[EJERCICIOS PROPUESTOS]
1 - Responda, según el fragmento sobre Carmen Martín Gaite:
(a) ¿En qué libro se cuenta la anécdota transcrita?
(b) ¿Cuántos meses dedicó Martín Gaite a leer la bibliografía recomendada?
(c) ¿A qué biblioteca acudía ella todas las tardes?
2 - Prolongue el fragmento sobre Carmen Martín Gaite a partir de su última oración.

[FRAGMENTO]

/---

Y -salvando las distancias- me acordé de que algo parecido le pasó a otra escritora a quien admiro: Carmen Martín Gaite. Lo había leído hace bastantes años en El cuento de nunca acabar. Lo busqué y lo encontré. Y aquí transcribo algunas de las cosas que ella escribía a propósito. Es el capítulo titulado Vela de foque.
En él, C M Gaite nos cuenta la anécdota de que al comentar con un amigo lo que estaba haciendo (escribir este libro sobre la creación literaria), este viene a decirle que haría bien en consultar lo ya escrito sobre el asunto, pues es posible que lo que ella diga ya se haya dicho. A la escritora esto le causa desazón y está durante tres meses leyendo la amplia bibliografía que esta persona -que es especialista en letras- le ha proporcionado.
En esta primera época de mis lecturas, que duraría tres meses, iba todas las tardes a la biblioteca del Ateneo y me metía en aquellos libros con el ademán sumiso y circunspecto de quien entra en clase y puede soñar, a lo sumo, con interrumpir al profesor formulándole, en un tono acorde con el suyo, alguna petición de puntualizaciones, pero nunca con levantarse y decir: ¿Sabe lo que he pensado?, que me canso y me voy a tomar un poco el sol.

\---

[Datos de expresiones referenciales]
/---

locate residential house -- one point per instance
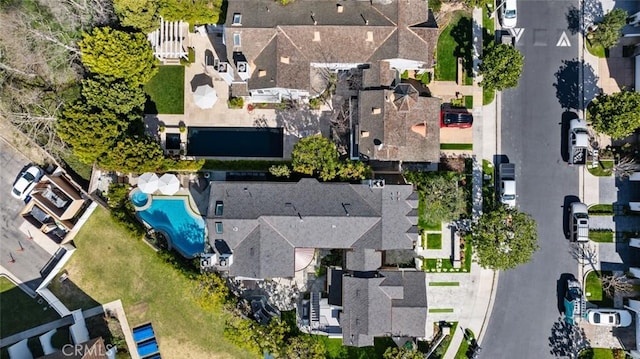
(276, 52)
(55, 205)
(265, 230)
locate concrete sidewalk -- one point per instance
(475, 308)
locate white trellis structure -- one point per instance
(168, 40)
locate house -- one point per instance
(55, 205)
(275, 52)
(262, 230)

\---

[RESULTADOS]
1 -
(a) En El cuento de nunca acabar, en el capítulo titulado Vela de foque.
(b) Tres meses.
(c) A la biblioteca del Ateneo.

2 -
Después, poco a poco, aquella guardia que había montado contra los acosos de mi escepticismo se fue relajando, y aún sin dejar de reconocer que en aquellas clases estaba aprendiendo mucho, volví a recordar con nostalgia mi vacilante trabajo y comprendí que se me estaba desvirtuando precisamente al abjurar de sus dificultades, es decir, de los rodeos que daba para mantener fresco mi lenguaje y salvarlo de caer en una jerga doctoral. Así que seguí leyendo, pero ya desde un reducto más independiente, más presidido por el “sin embargo”. Y notablemente disminuida mi fascinación que me había proporcionado aquella copiosa bibliografía, dejé de tener por obligatorio agotarla. Mis apuntes volvieron a recobrar el ritmo peculiar y tenaz de antes, a deambular y ramificarse por donde Dios les daba a entender. Hasta que definitivamente me aburrí de escuchar opiniones ajenas y me dediqué a lidiar con los problemas que me proponían las propias. Menos mal, porque si no a estas horas mis resabios académicos podrían haberme traído a estar preparando una ponencia para sabe Dios qué congreso de qué Universidad, con mi correspondiente letrero de estructuralismo o de lo que fuera colgado al cuello.
“Mira, déjalo, no me des ahora más bibliografía”, le dije a mi amigo un día que me traía nuevos títulos apuntados en un papel. “He pensado que voy a tirar por mi cuenta y ya veremos por dónde salgo.”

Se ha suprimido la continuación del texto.